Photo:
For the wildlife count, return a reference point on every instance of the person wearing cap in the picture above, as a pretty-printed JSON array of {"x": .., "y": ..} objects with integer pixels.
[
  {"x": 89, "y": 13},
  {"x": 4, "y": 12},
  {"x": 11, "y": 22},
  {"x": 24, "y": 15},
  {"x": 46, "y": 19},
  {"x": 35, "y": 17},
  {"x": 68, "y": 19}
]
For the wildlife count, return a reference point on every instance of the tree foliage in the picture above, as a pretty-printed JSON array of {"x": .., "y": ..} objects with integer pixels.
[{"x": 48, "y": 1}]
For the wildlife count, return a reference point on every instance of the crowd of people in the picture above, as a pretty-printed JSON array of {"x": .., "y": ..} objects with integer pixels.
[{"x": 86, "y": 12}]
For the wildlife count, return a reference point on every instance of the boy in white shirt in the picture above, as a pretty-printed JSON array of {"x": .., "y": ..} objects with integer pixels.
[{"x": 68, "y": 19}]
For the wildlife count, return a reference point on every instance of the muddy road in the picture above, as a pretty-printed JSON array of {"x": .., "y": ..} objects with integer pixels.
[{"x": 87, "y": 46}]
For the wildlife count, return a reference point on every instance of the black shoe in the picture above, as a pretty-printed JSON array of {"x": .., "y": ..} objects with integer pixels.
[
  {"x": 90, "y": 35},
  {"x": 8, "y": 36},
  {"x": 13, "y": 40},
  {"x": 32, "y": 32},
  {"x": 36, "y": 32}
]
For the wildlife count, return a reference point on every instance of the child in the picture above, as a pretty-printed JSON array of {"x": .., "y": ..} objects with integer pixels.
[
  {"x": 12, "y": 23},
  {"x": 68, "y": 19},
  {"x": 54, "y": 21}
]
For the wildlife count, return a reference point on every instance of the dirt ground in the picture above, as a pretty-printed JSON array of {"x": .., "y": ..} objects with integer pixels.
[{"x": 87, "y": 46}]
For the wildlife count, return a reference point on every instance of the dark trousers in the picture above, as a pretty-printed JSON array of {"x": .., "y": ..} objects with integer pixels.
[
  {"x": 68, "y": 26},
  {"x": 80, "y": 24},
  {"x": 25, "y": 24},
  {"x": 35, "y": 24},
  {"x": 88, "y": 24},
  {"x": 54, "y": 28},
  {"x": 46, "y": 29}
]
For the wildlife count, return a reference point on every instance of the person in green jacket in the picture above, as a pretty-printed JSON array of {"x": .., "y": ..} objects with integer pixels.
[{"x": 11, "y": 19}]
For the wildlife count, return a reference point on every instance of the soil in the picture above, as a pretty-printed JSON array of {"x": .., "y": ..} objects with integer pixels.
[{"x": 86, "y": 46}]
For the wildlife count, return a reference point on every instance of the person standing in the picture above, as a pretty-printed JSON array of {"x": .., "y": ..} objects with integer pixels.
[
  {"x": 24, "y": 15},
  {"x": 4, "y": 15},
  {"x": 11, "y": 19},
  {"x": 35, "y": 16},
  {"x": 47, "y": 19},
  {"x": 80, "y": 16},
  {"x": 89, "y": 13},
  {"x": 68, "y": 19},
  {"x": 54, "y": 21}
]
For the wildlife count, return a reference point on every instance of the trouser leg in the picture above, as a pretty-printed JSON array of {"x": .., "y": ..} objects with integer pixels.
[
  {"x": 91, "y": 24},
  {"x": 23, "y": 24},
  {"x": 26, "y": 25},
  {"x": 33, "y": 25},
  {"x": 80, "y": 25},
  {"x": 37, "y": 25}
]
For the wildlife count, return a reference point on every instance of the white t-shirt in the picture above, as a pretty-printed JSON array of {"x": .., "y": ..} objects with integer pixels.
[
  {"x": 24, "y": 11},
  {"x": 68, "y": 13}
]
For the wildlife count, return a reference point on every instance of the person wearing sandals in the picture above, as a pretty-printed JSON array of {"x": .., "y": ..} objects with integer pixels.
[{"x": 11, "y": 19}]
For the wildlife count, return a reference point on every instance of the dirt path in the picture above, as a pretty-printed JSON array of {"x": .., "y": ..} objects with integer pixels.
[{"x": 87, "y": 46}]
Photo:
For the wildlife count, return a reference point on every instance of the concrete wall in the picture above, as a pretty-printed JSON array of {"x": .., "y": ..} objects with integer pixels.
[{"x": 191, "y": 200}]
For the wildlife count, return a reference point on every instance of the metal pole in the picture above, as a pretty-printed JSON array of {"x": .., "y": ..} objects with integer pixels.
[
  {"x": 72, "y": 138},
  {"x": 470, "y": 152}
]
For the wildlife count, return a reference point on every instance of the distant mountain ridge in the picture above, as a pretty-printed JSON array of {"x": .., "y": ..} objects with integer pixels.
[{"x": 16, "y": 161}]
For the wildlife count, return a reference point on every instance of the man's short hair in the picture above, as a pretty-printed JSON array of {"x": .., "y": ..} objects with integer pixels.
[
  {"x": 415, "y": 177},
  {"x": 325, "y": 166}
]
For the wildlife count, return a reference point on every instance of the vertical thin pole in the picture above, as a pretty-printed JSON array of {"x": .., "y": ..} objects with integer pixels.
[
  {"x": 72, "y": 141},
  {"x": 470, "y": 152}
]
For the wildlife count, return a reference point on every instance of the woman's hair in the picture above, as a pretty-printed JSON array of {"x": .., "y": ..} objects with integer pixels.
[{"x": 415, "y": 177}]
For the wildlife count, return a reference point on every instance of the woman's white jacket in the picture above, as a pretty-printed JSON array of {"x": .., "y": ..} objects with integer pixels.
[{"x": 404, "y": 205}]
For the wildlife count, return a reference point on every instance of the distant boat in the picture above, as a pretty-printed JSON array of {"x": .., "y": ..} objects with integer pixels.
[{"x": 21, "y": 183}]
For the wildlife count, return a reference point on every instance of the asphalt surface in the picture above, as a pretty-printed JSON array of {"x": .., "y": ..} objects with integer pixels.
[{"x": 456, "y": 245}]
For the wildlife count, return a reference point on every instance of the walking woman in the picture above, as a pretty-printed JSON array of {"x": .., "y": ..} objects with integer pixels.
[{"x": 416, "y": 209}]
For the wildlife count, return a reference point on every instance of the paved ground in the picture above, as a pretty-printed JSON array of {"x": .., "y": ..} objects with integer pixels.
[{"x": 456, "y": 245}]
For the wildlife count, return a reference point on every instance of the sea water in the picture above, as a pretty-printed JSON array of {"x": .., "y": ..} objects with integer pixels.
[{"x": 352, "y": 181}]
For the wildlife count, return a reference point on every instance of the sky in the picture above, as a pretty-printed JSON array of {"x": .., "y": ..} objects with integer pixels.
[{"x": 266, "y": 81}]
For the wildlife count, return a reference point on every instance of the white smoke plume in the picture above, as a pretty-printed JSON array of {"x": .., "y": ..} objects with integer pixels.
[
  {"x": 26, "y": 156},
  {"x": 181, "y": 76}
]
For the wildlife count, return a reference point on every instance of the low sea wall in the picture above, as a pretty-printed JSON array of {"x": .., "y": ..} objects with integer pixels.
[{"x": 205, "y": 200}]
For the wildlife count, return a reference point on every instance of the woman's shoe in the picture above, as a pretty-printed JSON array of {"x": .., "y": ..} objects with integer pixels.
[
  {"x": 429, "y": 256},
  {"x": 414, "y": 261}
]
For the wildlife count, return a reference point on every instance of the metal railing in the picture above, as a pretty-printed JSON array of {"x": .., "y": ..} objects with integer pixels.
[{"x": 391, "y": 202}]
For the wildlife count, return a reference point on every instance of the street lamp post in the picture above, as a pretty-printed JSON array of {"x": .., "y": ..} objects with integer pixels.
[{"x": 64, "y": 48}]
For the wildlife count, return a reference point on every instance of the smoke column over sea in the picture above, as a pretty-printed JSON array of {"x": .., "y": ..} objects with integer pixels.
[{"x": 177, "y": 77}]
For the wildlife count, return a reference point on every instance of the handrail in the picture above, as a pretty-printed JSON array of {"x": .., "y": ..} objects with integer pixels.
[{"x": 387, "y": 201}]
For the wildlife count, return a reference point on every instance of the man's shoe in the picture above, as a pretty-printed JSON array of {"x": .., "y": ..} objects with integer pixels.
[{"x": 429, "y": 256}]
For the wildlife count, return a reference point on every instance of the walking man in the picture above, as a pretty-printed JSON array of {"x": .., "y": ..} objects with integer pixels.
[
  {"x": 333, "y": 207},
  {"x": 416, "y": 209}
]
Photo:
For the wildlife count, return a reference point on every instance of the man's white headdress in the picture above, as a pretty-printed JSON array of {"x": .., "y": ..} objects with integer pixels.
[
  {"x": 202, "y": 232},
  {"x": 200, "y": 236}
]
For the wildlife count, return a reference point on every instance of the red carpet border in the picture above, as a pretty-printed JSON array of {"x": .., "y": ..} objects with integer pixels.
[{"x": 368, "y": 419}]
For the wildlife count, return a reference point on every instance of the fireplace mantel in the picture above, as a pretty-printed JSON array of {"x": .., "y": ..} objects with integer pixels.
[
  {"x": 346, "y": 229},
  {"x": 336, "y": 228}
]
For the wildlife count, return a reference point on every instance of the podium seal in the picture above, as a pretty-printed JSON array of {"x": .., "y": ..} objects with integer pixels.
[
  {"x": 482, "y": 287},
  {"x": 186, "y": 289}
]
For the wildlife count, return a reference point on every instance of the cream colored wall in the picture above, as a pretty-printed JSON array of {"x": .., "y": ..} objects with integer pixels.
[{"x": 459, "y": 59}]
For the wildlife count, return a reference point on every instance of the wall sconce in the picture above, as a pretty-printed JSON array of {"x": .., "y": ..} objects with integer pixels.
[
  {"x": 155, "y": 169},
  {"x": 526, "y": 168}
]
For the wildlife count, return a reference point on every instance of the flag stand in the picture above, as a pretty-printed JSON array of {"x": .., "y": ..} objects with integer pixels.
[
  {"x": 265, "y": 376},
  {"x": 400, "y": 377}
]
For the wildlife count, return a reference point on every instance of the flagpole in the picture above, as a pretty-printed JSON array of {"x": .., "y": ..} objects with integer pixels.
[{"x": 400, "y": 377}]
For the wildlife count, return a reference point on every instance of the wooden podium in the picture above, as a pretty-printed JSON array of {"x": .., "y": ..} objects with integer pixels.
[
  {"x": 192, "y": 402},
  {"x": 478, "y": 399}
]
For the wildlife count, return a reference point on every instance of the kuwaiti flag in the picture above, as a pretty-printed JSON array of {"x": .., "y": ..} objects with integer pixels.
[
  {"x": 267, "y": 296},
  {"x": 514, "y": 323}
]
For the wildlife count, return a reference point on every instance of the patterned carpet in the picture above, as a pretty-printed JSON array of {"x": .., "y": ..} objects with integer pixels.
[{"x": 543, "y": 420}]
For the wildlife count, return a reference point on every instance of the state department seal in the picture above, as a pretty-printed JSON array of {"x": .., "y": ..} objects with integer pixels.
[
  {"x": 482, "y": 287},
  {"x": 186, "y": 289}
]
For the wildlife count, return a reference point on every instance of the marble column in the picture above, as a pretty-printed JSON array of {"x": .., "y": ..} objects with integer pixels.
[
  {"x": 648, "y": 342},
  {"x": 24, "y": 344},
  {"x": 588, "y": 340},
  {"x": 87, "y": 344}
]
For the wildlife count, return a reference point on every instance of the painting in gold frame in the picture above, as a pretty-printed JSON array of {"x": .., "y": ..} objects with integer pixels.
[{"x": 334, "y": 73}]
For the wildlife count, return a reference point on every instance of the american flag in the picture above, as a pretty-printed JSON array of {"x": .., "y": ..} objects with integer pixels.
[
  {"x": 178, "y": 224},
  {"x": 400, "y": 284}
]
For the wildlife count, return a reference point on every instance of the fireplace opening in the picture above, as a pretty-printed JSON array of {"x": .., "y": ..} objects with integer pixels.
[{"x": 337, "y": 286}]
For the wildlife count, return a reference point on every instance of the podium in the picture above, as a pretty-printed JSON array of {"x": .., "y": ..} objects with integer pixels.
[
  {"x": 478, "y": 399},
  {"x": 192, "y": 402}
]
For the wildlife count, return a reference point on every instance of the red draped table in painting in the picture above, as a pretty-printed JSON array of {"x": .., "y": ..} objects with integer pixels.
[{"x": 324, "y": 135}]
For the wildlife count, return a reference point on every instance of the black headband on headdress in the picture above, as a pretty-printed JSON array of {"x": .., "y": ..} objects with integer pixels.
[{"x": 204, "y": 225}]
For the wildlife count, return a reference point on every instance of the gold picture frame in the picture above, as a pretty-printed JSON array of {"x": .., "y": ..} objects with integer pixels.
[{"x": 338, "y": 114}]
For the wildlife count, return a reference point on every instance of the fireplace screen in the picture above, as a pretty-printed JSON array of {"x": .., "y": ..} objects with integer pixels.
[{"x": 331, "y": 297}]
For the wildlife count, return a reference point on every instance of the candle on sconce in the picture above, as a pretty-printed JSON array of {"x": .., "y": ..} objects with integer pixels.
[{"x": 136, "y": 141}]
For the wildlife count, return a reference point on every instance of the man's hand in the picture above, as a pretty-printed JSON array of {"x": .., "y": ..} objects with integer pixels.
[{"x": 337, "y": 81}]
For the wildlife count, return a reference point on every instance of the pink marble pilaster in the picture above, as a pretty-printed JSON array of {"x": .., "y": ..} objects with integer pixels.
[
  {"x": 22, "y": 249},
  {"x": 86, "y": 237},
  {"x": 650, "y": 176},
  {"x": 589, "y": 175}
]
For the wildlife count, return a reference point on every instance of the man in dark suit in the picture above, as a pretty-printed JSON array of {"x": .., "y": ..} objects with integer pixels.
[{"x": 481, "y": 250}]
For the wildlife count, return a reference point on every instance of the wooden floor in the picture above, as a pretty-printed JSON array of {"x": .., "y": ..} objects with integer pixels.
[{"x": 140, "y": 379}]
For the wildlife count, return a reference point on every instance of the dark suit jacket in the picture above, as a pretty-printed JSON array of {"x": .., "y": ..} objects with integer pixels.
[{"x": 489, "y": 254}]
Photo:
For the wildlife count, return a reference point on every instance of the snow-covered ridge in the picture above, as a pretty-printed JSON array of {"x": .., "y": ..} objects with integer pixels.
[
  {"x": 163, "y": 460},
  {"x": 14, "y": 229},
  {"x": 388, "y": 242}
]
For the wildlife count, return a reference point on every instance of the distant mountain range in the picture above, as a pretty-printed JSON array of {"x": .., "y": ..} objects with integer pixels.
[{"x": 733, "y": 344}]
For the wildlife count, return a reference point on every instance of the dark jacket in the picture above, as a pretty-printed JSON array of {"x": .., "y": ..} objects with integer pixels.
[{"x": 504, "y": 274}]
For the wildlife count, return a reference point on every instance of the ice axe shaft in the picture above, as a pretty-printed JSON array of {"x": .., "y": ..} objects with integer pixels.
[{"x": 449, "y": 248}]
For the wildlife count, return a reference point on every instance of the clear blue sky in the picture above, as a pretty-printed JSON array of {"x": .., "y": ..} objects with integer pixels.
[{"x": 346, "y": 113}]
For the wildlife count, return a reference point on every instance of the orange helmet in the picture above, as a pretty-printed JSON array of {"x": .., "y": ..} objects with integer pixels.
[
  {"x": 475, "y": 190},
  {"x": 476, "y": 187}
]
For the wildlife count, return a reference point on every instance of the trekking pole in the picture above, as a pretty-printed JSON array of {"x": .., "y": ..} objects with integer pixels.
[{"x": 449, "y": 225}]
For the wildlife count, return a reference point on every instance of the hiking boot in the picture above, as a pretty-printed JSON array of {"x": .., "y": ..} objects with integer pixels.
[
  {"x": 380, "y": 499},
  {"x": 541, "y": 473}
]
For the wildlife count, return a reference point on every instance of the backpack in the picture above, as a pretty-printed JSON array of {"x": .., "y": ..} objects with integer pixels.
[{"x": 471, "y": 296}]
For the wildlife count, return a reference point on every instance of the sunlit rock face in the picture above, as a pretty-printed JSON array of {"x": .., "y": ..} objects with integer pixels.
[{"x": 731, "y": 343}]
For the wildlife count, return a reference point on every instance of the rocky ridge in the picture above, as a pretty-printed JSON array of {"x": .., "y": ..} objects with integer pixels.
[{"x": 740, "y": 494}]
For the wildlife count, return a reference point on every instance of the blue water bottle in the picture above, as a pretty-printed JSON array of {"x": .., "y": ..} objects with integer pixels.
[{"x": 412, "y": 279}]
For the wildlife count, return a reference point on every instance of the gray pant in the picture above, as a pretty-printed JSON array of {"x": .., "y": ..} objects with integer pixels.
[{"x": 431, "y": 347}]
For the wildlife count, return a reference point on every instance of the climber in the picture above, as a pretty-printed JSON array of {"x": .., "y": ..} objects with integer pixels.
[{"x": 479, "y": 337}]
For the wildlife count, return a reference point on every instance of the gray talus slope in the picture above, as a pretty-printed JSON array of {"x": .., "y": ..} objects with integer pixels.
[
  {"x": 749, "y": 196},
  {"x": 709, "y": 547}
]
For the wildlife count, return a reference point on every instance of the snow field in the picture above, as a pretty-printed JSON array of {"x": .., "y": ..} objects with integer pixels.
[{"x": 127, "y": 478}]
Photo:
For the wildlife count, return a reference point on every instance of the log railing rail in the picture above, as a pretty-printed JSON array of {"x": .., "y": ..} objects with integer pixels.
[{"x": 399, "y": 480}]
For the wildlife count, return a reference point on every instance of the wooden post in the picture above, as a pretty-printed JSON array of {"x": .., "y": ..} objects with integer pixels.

THE PROBLEM:
Write out the line containing "the log railing" and every line after it through the end of the entries. Keep each one exactly as it is, and add nothing.

TASK RESPONSE:
For the wildlife count, return a reference point on every instance of the log railing rail in the picture above, as a pretty-printed JSON array of {"x": .., "y": ..} objects with integer pixels.
[{"x": 399, "y": 480}]
For the wildlife count, return a reference point on every instance of the wooden post in the picture above, as a pretty-printed JSON array of {"x": .., "y": ..} objects with integer pixels.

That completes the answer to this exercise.